抜粋本文:
........

図1に示すように、車載カメラ10は、例えば車両40のフロントガラスの上端付近に設置されており、車両前方へ向けて所定角度範囲で広がる領域を撮影する。すなわち、車載カメラ10は、車両40の前方の道路を含む周辺環境を撮影する。
【0013】
車速センサ11は、車両40に搭載されており、車両40の速度を検出する。ヨーレートセンサ12は、車両40に搭載されており、車両40のヨーレートを検出する。
【0014】
警報装置31及び車両制御装置32は、白線認識装置20による白線の認識結果に基づいて走行支援を行う。警報装置31は、認識された白線と車両40との横方向の距離が第1距離以下となったときや、車両40が認識された白線を超えたときに、逸脱警報を出力する装置である。車両制御装置32は、車両40が認識された白線によって区画される車線内を走行するように、車両40のステアリングやブレーキを制御する制御装置である。
【0015】
白線認識装置20は、CPU、RAM、ROM、I/O及び記憶装置等を備えたコンピュータである。CPUが、ROMに記憶されている各種プログラムを実行することにより、学習部(学習手段)21、変更判定部(変更判定手段)22、制限部(制限手段)23、線種判定部(線種判定手段)24等の各機能を実現し、白線を認識する。
【0016】
白線認識装置20は、車載カメラ10により撮影された前方画像から白線の候補である白線候補を抽出し、抽出した白線候補について、白線である尤もらしさを表す尤度Lcを算出する。そして、白線認識装置20は、尤度Lcが検知閾値よりも大きい白線候補の中から、最も尤度Lcが高い白線候補を白線として検知し、検知した白線から白線パラメータを算出して白線を認識する。尤度Lcは、白線の特徴を備えている度合が高いほど高く算出される値である。白線認識装置20は、白線の特徴ごとにその特徴を備えている度合に応じて尤度を算出し、白線の特徴ごとに算出した尤度を統合して、白線候補の選択に用いる尤度Lcを算出する。
【0017】
白線の特徴の一つとして車線幅の一貫性があり、車線幅の一貫性に関する尤度Laが算出される。以下、車線幅の一貫性に関する尤度Laの算出方法について説明する。学習部21は、前方画像に基づいて検知された左右の白線から車線幅を算出し、算出した車線幅を学習する。詳しくは、学習部21は、過去の学習値と算出した車線幅とを用いて学習値を更新し、更新した学習値を記憶装置に記憶する。また、制限部23は、学習部21により学習された車線幅の学習値に基づいて、前方画像において白線の検知を許容する許容範囲を制限する。
【0018】
図3は、車線の両側の白線を検知している場合において、道路の横方向における白線候補の位置に対する尤度Laを示す。制限部23は、
図3に示すように、車線幅の学習値に基づいて、車線幅の学習値を中心として多少の余裕を持たせた車線幅を許容するように、画像の水平方向において白線の検知を許容する許容範囲を制限する。そして、制限部23は、許容範囲内の尤度Laを、左右の白線候補の間隔が車線幅の学習値に近いほど高くなるように算出する。さらに、制限部23は、許容範囲外の尤度Laを、統合した尤度Lcを検知閾値以下にするような非常に低い値に算出する。なお、制限部23は、許容範囲内の尤度Laを、低い値と高い値の二値に算出してもよいし、段階的な値に算出してもよい。

........

提供記録:

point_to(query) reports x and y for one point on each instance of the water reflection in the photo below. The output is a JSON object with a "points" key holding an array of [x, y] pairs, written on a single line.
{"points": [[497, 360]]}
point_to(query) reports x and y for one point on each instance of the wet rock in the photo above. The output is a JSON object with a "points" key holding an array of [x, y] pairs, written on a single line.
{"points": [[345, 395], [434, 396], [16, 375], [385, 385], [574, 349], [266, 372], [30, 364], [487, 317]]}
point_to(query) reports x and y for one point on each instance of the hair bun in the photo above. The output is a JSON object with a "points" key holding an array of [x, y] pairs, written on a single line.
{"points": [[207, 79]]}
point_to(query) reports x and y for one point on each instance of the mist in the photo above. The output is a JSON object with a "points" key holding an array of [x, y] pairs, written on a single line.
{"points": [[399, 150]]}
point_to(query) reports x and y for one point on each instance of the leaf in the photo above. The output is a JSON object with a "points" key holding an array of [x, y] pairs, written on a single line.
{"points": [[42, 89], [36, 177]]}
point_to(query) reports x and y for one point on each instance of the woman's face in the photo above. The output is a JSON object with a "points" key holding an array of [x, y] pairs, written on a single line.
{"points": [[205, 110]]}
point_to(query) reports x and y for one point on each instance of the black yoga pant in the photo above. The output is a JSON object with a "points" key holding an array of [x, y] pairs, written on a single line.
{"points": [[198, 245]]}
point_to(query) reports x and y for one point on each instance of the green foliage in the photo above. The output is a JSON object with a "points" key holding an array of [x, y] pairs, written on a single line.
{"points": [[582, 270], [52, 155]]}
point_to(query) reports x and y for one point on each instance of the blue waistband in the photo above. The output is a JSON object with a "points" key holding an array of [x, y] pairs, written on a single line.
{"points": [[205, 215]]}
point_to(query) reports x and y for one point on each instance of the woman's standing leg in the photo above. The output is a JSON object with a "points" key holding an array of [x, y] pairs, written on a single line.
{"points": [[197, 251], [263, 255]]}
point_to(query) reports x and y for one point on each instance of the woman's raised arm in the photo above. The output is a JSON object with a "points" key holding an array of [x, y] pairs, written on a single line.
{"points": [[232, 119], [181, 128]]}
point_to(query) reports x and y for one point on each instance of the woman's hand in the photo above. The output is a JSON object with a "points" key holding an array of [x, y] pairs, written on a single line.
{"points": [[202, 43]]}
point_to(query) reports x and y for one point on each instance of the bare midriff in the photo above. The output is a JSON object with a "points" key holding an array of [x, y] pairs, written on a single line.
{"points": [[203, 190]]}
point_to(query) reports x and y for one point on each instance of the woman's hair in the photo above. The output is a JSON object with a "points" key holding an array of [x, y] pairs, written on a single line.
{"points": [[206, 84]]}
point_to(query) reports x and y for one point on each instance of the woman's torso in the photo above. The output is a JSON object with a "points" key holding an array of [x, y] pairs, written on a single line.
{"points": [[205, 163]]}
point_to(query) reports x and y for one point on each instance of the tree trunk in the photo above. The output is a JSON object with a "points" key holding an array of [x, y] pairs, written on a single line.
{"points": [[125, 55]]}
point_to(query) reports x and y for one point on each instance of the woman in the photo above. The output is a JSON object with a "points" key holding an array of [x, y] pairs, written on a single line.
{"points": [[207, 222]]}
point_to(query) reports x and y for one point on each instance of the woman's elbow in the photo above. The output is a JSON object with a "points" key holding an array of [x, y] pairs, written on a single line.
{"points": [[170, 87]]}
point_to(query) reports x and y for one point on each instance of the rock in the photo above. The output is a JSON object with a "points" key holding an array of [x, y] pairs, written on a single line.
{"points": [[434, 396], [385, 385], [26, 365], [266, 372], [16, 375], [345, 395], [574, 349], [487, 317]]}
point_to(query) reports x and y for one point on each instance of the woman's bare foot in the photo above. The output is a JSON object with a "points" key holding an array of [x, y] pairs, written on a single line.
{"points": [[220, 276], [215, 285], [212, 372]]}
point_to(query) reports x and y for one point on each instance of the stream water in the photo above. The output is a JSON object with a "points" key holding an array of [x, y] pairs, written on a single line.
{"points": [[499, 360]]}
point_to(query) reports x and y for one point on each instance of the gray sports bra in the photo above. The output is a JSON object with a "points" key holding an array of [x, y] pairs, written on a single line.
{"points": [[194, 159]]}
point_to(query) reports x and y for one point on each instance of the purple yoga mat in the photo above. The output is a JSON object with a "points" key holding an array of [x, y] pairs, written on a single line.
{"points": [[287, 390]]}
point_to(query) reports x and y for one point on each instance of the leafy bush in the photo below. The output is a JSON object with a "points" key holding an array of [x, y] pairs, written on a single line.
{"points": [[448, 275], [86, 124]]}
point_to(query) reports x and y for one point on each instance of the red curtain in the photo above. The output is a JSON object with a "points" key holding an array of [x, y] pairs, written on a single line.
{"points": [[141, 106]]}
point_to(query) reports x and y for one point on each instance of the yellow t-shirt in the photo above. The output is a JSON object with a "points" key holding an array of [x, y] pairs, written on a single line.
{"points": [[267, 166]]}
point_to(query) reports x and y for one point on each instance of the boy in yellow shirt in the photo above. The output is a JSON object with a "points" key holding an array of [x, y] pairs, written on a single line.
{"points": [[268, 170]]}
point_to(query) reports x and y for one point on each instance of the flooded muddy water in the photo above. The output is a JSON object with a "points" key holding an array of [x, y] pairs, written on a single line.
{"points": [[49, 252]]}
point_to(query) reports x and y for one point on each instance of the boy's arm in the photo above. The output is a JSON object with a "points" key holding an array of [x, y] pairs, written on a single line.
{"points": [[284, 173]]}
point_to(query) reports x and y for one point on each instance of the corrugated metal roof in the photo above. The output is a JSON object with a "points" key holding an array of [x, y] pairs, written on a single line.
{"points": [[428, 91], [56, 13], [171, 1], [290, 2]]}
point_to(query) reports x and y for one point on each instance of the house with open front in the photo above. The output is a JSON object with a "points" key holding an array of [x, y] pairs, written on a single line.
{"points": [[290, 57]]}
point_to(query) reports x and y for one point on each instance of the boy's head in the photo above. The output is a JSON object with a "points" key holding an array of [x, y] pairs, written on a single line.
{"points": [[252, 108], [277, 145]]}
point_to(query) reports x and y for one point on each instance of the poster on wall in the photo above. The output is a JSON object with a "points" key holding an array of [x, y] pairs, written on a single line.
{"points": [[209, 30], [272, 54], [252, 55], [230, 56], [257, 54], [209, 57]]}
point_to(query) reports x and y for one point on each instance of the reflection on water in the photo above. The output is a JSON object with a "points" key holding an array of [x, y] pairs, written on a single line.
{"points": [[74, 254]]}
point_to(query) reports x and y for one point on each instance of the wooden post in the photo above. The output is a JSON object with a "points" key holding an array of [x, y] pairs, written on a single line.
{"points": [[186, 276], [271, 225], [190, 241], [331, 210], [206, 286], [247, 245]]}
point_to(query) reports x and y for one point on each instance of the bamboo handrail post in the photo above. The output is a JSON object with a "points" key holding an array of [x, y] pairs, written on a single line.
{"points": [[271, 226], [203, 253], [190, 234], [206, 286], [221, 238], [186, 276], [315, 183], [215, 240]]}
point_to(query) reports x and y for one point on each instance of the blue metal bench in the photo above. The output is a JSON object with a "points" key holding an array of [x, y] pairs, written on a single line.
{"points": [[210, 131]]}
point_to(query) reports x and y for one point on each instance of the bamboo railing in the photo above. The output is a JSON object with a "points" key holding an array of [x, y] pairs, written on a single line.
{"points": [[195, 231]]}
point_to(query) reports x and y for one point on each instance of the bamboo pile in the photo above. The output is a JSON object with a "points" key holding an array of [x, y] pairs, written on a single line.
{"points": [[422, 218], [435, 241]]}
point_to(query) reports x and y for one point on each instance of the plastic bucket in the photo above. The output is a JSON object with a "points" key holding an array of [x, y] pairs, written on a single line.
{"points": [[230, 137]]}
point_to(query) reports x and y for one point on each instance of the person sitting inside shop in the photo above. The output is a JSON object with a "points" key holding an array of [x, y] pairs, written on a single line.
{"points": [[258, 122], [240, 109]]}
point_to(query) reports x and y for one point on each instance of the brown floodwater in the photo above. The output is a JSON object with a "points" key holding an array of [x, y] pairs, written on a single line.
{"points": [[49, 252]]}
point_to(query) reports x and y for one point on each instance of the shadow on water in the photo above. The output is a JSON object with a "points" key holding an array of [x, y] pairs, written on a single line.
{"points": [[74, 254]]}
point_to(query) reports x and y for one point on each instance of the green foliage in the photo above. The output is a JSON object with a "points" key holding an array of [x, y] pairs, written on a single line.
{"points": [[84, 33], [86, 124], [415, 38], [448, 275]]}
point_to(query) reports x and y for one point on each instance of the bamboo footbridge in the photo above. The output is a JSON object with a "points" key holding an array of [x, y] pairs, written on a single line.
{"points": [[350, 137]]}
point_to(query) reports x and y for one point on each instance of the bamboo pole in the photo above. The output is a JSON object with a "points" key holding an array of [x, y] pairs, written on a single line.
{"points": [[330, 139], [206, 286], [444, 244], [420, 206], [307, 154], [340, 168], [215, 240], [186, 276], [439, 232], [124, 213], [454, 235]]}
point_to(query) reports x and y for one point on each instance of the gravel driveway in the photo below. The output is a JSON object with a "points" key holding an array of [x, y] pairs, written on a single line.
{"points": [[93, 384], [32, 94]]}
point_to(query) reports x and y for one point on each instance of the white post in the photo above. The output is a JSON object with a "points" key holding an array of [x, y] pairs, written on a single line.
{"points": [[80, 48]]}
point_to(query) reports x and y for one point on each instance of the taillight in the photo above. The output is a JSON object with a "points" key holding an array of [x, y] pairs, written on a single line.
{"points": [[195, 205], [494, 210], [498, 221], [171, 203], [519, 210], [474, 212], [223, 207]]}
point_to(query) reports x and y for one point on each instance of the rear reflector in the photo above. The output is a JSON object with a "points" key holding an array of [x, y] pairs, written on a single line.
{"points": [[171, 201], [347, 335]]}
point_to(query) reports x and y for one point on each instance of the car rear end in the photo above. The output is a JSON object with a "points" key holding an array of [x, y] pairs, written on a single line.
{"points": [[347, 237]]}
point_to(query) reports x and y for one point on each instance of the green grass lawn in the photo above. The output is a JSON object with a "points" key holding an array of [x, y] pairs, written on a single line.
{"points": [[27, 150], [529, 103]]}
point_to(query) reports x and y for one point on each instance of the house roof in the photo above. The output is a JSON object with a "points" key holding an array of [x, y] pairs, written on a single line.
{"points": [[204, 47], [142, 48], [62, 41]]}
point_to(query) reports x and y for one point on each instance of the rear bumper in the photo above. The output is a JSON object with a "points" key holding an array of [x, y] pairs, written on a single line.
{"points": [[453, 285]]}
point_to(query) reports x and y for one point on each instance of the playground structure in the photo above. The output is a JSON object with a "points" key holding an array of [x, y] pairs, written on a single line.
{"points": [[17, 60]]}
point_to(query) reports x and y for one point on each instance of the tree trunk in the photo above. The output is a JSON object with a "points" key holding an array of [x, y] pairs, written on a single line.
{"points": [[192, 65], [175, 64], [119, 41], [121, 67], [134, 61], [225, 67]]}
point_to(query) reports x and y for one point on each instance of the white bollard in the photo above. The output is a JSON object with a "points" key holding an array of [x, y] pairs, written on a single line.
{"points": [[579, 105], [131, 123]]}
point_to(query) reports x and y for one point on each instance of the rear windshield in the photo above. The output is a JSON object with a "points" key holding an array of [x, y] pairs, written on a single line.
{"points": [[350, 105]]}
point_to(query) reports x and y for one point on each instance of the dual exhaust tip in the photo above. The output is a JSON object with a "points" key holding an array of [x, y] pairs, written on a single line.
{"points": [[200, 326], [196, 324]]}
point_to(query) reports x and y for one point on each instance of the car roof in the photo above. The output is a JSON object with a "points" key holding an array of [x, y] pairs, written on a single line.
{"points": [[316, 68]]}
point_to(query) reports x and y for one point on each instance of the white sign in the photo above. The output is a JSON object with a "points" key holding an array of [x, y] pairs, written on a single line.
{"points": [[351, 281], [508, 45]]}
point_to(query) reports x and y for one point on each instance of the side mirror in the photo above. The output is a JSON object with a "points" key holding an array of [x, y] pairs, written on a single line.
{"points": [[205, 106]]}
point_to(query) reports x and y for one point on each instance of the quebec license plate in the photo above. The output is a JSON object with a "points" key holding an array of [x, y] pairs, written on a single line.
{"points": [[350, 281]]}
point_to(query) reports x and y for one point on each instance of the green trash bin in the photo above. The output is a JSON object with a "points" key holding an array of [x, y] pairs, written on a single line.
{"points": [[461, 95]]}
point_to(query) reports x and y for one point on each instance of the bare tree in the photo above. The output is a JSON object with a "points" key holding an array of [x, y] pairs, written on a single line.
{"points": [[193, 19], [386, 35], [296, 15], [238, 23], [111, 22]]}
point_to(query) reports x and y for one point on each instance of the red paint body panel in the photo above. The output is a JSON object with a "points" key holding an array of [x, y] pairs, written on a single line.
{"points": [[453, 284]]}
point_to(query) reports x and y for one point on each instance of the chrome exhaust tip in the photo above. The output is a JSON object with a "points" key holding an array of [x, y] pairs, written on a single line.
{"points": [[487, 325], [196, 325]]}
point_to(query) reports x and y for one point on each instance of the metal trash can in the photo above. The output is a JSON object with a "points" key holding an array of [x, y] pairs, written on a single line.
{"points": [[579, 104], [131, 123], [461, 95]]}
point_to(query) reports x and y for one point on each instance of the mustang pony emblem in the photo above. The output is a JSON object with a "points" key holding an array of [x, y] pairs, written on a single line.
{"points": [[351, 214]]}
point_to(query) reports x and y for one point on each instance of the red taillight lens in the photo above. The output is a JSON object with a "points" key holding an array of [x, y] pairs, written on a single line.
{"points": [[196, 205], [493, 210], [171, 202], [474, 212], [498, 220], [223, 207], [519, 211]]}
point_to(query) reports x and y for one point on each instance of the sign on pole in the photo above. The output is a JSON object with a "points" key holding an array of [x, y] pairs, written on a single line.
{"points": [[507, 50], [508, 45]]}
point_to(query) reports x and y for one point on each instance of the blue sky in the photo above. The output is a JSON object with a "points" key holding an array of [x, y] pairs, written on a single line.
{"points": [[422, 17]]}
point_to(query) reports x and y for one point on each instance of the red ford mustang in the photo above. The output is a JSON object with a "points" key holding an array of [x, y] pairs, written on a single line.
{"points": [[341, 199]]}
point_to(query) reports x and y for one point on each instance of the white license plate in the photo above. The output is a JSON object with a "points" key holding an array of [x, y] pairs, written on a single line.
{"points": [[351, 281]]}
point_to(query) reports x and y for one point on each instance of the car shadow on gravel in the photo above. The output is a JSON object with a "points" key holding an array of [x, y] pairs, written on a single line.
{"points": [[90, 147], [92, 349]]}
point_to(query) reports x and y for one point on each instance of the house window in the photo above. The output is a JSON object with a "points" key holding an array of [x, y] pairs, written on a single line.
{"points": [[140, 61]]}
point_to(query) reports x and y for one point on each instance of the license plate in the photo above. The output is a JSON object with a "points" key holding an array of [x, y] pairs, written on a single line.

........

実施内容:
白線認識装置に関する本文を、最後の文の後から書き進めてください。 記録は本文とは別個の資料です。

演習結果:
【0019】
ここで、走行中の車線の幅と隣接する車線の幅とが異なることがある。例えば、片側3車線以上の道路では、中央寄りの車線の幅が、左端及び右端の車線の幅よりも広いことが多い。そのため、車線幅の学習値に基づいて許容範囲を制限した場合、車線幅の異なる車線への車線変更時に、車線変更後における車線の両側の白線のうち、車線変更前の車線から遠い側の白線をロストしてしまうことがある。一方で、どのような車線幅にも対応するように許容範囲を制限すると、許容範囲が必要以上に広くなり処理負荷が増加するおそれがある。
【0020】
そこで、制限部23は、
図4に示すように、車線変更に関係なく、検知できていない白線側の許容範囲を中立の尤度で広げる。具体的には、制限部23は、学習値に基づいて制限した許容範囲を、学習値よりも広い車線幅を許容する側、及び学習値よりも狭い車線幅を許容する側の両側に広げる。そして、制限部23は、拡大した許容範囲内の尤度Laの最大値を、拡大する前の許容範囲内の尤度Laの最大値よりも低い中立の尤度に算出する。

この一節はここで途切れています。